● EXTRAIT CHOISI
"""
De l’économie collaboratrice à l’économie collaborative, la même logique

En précarisant, sous-payant, pressurisant les travailleuses et travailleurs, les entreprises privées de toute tailles et leurs possesseurs sont parvenus à reconstituer des marges et des bénéfices presque aussi important qu’ils l’étaient avant la seconde guerre mondiale, et tout le mouvement de libération économique et sociale qui s’en est suivi. Cette période de notre histoire où l’on estimait que les intérêts des actionnaires des entreprises étaient moins important que la reconstitution du pays, l’égalité sociale et la construction industrielle de la France est bien révolue. A l’époque, on avait pu constater que face à une invasion et l’instauration d’un régime fasciste, les actionnaires avaient choisis leur portefeuille plutôt que leur sens moral et éthique : c’était l’économie collaboratrice, et après la guerre on en a fait le procès. Désormais, même l’Etat et ses services publics se mettent sous la férule des entreprises privées ou adoptent leurs logiques : c’est l’économie collaborative. De figure inquiétante, globalement mauvaise et mégalomane, le chef d’entreprise est passé dans la fiction française à celle de personne cool et charismatique qui a des tas d’idées nouvelles ou bien besogneuse et accablée de souci.

Et il a réussi à remporter en partie le cœur des citoyens : Beaucoup se disent qu’eux aussi, après tout, peuvent le faire. Et pour quelques cas où ça se passe bien, non sans encombre, beaucoup s’effondrent. Ça peut être la faillite, ou ça peut être la très grosse galère, du genre de celle des restaurateurs de « Cauchemar en cuisine » qui en sont à vouloir se faire hurler dessus et humilier par Philippe Etchebest pour remonter la pente d’un choix qu’ils avaient un peu pris à la légère, appâtés par l’idée que « monter sa boîte » était un jeu d’enfant. Un jeu dangereux auquel nous incitent désormais les pouvoirs publics : il est maintenant possible, quand on se retrouve au chômage, de récupérer d’un seul coup les deux tiers de ses indemnités pour monter sa propre entreprise. Et si vous voulez démissionner de votre poste, vous pouvez être indemnisés seulement si vous avez un projet de business à lancer.

Les entreprises privées nous coûtent un pognon de dingue et ça ne marche pas

Mais plus globalement, l’abdication politique vis à vis des entreprises privées est totale. Parmi les revendications régulières des gilets jaunes, il y avait certes la hausse du SMIC, heureusement. Mais il y avait aussi, très régulièrement « la baisse des charges pour les PME »… Et ce alors que l’ensemble des entreprises ne paient quasi plus aucune charge sur les bas et moyens salaires. Autant dire que les mythes décrits plus hauts ont la vie dure.
"""
(Entrées de pointage et d'étiquetage)
"""
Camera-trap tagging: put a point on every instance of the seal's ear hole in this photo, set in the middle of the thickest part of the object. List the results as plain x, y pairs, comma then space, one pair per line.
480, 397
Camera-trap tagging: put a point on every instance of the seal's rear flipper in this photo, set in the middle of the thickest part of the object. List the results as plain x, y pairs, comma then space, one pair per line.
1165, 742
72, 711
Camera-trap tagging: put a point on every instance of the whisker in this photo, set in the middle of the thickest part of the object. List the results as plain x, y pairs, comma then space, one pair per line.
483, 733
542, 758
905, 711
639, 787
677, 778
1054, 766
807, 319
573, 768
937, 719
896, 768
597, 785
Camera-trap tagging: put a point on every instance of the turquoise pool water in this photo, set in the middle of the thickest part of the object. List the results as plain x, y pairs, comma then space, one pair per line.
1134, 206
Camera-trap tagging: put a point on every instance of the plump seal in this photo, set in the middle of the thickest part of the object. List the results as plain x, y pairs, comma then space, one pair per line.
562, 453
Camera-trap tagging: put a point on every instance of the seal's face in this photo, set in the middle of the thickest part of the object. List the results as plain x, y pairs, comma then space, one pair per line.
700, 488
"""
"""
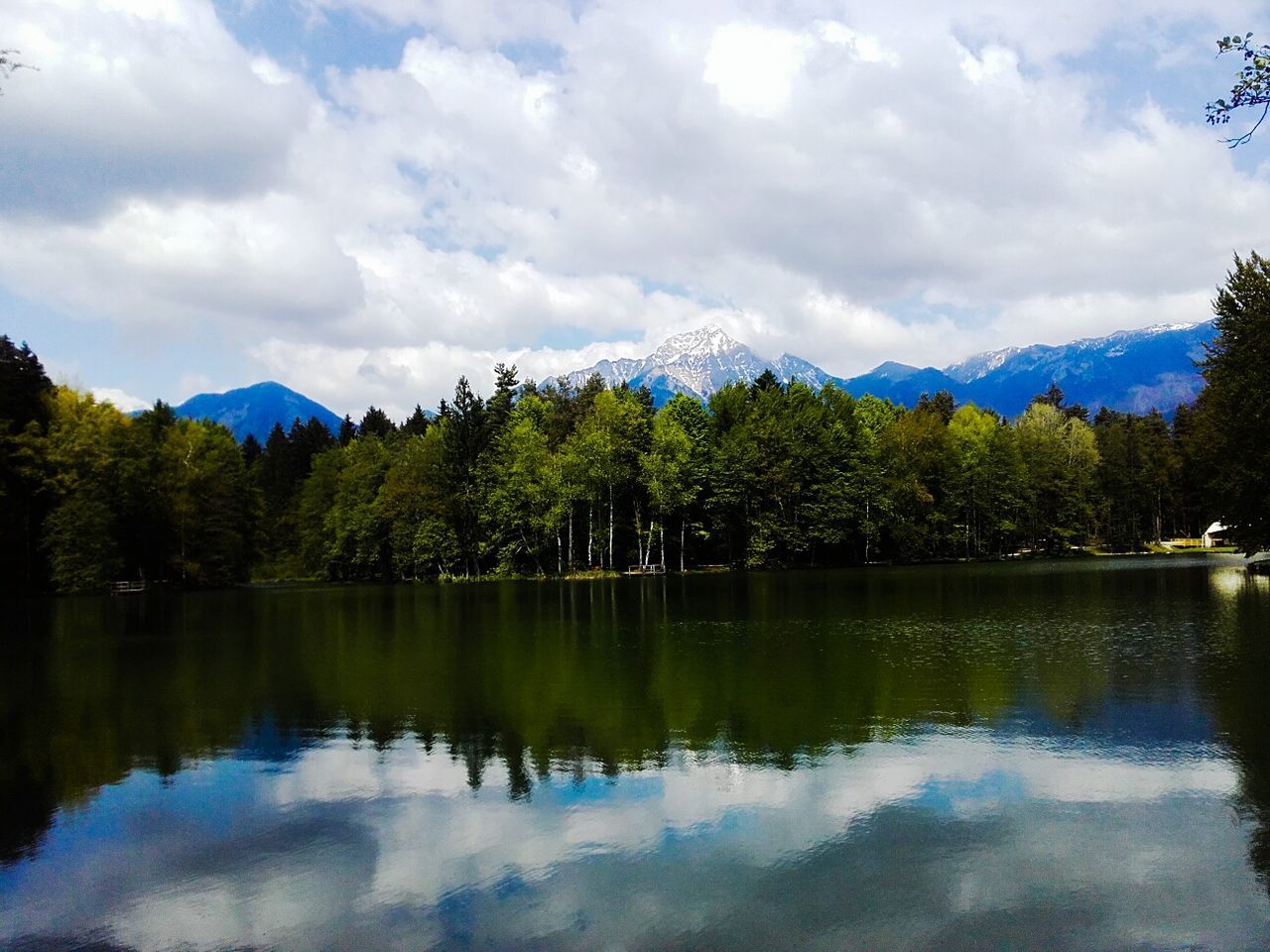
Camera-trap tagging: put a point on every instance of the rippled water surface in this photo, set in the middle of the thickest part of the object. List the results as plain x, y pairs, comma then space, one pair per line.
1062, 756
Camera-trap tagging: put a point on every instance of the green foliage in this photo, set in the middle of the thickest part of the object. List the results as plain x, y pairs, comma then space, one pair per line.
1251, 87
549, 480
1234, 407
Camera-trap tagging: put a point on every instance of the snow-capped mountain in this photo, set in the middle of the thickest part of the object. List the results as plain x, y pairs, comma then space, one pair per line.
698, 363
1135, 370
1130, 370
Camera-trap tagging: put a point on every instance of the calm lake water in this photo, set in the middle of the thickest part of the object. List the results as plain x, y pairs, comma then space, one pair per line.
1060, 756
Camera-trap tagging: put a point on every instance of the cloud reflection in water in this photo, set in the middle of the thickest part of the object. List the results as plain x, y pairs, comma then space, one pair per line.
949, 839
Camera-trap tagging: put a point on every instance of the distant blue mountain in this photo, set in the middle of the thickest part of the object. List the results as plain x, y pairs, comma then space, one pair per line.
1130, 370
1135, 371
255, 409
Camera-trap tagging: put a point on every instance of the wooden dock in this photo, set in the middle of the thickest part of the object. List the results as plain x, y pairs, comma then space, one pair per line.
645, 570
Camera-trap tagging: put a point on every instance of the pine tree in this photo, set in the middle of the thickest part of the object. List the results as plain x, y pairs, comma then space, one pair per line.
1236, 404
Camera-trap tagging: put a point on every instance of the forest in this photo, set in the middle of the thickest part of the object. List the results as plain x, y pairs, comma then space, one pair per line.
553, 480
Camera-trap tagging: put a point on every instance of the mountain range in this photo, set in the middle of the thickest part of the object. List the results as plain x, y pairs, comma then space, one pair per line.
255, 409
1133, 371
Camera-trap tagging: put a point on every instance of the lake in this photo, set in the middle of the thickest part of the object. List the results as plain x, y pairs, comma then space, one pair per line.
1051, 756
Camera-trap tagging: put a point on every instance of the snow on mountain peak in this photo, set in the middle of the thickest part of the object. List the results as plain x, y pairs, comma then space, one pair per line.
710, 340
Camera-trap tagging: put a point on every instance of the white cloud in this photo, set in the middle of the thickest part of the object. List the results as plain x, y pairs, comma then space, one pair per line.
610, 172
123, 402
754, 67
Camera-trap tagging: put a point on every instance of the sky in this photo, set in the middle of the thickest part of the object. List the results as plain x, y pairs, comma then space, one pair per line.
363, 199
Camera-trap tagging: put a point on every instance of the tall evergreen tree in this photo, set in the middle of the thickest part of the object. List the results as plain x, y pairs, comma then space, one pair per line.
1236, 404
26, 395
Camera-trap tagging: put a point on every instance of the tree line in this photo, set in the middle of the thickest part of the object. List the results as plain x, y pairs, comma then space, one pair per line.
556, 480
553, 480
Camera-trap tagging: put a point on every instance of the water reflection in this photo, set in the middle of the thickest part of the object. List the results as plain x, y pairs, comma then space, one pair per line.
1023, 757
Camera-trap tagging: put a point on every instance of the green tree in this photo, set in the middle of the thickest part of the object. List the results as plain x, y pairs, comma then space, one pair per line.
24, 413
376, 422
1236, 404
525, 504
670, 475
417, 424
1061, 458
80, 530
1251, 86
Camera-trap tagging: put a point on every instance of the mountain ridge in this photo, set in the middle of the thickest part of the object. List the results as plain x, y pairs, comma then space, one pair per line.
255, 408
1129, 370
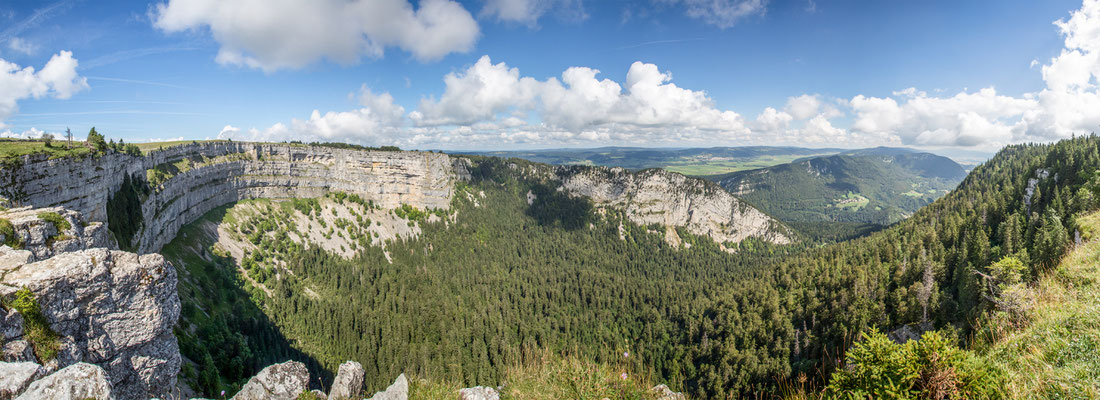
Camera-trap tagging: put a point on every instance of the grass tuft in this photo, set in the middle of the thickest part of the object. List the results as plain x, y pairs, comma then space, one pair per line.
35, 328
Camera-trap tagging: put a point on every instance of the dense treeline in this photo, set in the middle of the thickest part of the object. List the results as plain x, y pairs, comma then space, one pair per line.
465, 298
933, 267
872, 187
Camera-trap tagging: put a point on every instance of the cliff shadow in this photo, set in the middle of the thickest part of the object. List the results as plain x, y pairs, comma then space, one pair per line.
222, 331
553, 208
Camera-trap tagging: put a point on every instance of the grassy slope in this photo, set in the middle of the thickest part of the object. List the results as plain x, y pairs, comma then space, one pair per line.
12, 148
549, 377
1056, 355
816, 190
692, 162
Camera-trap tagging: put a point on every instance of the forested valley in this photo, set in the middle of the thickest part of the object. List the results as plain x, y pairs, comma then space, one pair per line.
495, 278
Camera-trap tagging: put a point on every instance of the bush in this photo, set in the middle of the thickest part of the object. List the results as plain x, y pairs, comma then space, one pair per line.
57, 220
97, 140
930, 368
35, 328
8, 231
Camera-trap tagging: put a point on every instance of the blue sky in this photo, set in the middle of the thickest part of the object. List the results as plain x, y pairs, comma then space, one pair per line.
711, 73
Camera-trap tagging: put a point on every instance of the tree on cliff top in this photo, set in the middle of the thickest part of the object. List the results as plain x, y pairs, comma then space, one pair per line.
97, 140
"""
● EXERCICE 1
D'après l'extrait, quelle part de ses indemnités une personne au chômage peut-elle désormais récupérer d'un seul coup pour monter sa propre entreprise ?
● EXERCICE 2
Repérez chaque ligne contenant la chaîne « snow », puis recopiez-la.
L'extrait et les lignes ne proviennent pas de la même source.

● RÉSULTAT 1
Les deux tiers.

● RÉSULTAT 2
Camera-trap tagging: put a point on every instance of the snow-capped mountain in this photo, set in the middle of the thickest part of the object. List the results as plain x, y pairs, comma then space, one pair per line.
Camera-trap tagging: put a point on every instance of the snow on mountain peak in this photo, set in the middle of the thickest part of the object. List the results as plain x, y pairs, comma then space, one pair per line.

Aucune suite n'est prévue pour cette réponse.